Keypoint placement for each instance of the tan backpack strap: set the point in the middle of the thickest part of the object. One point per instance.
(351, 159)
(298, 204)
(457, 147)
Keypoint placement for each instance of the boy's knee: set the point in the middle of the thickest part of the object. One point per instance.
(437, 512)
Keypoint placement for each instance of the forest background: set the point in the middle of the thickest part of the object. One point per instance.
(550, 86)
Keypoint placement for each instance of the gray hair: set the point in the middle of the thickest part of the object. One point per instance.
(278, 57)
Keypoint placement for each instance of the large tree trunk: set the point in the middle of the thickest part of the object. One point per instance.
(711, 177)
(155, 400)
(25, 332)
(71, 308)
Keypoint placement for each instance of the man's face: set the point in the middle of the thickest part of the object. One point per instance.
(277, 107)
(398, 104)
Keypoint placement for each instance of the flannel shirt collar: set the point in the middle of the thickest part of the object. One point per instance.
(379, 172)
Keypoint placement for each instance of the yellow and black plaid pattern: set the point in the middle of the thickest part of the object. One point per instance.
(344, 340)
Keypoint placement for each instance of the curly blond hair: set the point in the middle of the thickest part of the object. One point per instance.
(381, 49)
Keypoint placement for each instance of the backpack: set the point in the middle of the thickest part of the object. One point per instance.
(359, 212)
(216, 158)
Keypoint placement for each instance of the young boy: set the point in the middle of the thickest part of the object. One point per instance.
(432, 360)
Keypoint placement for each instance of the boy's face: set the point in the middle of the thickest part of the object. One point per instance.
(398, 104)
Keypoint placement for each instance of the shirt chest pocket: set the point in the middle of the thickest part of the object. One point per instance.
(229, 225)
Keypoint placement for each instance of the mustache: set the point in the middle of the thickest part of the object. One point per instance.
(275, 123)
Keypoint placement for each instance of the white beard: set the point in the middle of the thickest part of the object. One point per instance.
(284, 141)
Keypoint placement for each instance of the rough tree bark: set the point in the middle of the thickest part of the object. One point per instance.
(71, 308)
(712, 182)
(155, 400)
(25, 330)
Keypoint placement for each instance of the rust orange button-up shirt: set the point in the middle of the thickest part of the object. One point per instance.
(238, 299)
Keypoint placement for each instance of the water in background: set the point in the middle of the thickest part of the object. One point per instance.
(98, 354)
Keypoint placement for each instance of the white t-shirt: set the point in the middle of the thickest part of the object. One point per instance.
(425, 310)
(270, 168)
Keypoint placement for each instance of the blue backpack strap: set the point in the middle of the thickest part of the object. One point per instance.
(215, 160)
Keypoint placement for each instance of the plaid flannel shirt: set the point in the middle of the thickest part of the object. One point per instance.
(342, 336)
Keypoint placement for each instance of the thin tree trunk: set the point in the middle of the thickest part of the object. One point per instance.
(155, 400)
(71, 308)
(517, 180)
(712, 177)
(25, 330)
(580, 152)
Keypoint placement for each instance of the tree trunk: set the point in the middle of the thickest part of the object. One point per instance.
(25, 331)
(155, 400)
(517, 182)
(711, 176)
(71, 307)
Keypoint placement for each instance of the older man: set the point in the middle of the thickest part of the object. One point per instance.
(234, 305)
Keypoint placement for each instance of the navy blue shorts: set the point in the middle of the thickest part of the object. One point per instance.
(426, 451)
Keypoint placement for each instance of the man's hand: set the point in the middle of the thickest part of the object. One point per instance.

--------------------------------

EXERCISE GOAL:
Reproduce verbatim the stretch of the records above from the line containing "Keypoint placement for each instance of the navy" through the end of the records.

FULL SOLUTION:
Keypoint placement for each instance of the navy blue shorts: set the point in the middle of the thickest part of the object. One point per instance.
(426, 451)
Keypoint placement for each instance of the man's hand: set the point in the middle of the thickest part of the object. One point per instance.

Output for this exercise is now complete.